▶ Provided passage
============

EVM chain - Borrower
This contract implements both the trade logic and the interface for AAVE’s callback. This is what will be called first and in turn, call AAVE to start the flash loan. AAVE will then call back the same contract on executeOperation.
contract Flashloan is FlashLoanReceiverBase {
...
function executeOperation(
address _reserve,
uint256 _amount,
uint256 _fee,
bytes calldata _params
)
external
override
{
require(_amount <= getBalanceInternal(address(this), _reserve), "Invalid balance, was the flashLoan successful?");
//
// Your logic goes here.
// !! Ensure that *this contract* has enough of `_reserve` funds to payback the `_fee` !!
//
dex1.sellBTC({amount: 10, price: 24_900});
dex2.buyBTC({amount: 10, price: 24_890});
uint totalDebt = _amount.add(_fee);
transferFundsBackToPoolInternal(_reserve, totalDebt);
}
function flashloan() public onlyOwner {
/**
* Flash Loan of 1000 DAI
*/
address receiver = address(this) // Can also be a separate contract
address asset = "0x6b175474e89094c44da98b954eedeac495271d0f"; // Dai
uint256 amount = 1000 * 1e18;
// If no params are needed, use an empty params:
bytes memory params = "";
// Else encode the params like below (bytes encoded param of type `address` and `uint`)
// bytes memory params = abi.encode(address(this), 1234);
ILendingPool lendingPool = ILendingPool(addressesProvider.getLendingPool());
lendingPool.flashLoan(address(this), asset, amount, params);
}
}
Security risks
When implementing flash loans from the lender side, great care should be taken to make sure that loans are opened and closed in the right order and for the right amounts. Especially when considering Algorand’s full composability, you can imagine that it can be quite complicated for groups involving more than one flash loan from, potentially, different DeFi protocols.
Also, the transaction group is always built by the user and therefore should be considered potentially malicious from the contract perspective. It is crucial to not assume in your contract code that the group respects a correct structure. Your code could easily be tricked into opening two loans and only repaying one, for example.
From the borrower side, there is the risk of assuming that whatever advantageous trade you identified can be made more profitable with more money. Flash loans give you more leverage but also, with money that is whale-like, you could easily overwhelm low liquidity markets, there is also slippage risk.

============

▶ Records
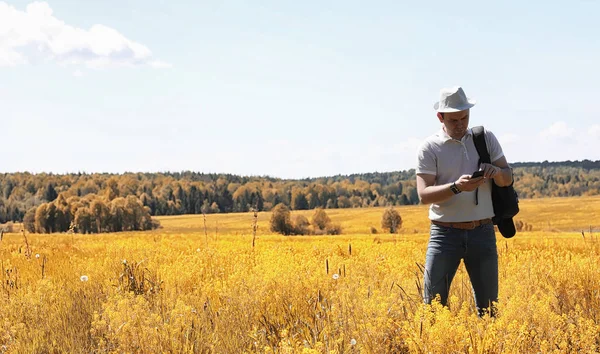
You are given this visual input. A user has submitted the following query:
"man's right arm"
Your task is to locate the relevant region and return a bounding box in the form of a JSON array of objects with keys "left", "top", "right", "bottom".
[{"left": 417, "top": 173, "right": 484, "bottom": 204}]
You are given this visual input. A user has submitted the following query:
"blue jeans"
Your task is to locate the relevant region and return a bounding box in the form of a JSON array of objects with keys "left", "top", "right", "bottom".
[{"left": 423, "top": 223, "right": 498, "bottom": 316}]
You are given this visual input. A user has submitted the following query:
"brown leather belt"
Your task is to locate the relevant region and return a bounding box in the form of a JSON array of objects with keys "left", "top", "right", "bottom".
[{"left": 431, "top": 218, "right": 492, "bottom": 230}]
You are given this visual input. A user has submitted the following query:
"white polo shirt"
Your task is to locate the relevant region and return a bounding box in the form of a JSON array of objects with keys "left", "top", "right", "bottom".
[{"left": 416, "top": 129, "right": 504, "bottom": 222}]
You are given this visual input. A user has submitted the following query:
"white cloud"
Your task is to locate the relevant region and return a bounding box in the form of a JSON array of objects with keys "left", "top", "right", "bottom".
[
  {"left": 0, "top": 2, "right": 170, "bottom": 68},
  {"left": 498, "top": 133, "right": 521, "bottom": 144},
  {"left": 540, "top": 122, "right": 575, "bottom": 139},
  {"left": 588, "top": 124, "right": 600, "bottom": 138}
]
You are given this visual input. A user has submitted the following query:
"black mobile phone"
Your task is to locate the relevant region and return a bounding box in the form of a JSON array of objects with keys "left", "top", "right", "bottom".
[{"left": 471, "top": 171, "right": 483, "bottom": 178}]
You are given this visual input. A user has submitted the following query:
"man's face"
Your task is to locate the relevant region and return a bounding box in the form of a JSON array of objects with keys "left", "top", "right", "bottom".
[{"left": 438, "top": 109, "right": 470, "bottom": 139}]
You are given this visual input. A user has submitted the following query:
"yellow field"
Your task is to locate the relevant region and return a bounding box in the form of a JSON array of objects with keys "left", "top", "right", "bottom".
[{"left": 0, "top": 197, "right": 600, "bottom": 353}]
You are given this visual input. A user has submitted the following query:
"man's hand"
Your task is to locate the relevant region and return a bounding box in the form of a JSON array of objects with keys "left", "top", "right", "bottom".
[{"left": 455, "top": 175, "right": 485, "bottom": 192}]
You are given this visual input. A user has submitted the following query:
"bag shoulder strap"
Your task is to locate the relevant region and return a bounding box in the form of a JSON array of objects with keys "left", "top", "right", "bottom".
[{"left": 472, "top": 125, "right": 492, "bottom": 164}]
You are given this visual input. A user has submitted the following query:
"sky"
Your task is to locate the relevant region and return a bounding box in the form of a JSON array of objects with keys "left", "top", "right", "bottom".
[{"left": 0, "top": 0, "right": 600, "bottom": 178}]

============

▶ What the task requires
In the flash loan text, list every parameter of the executeOperation function along with its declared type. Work only from the flash loan text.

▶ Answer in full
- _reserve: address
- _amount: uint256
- _fee: uint256
- _params: bytes calldata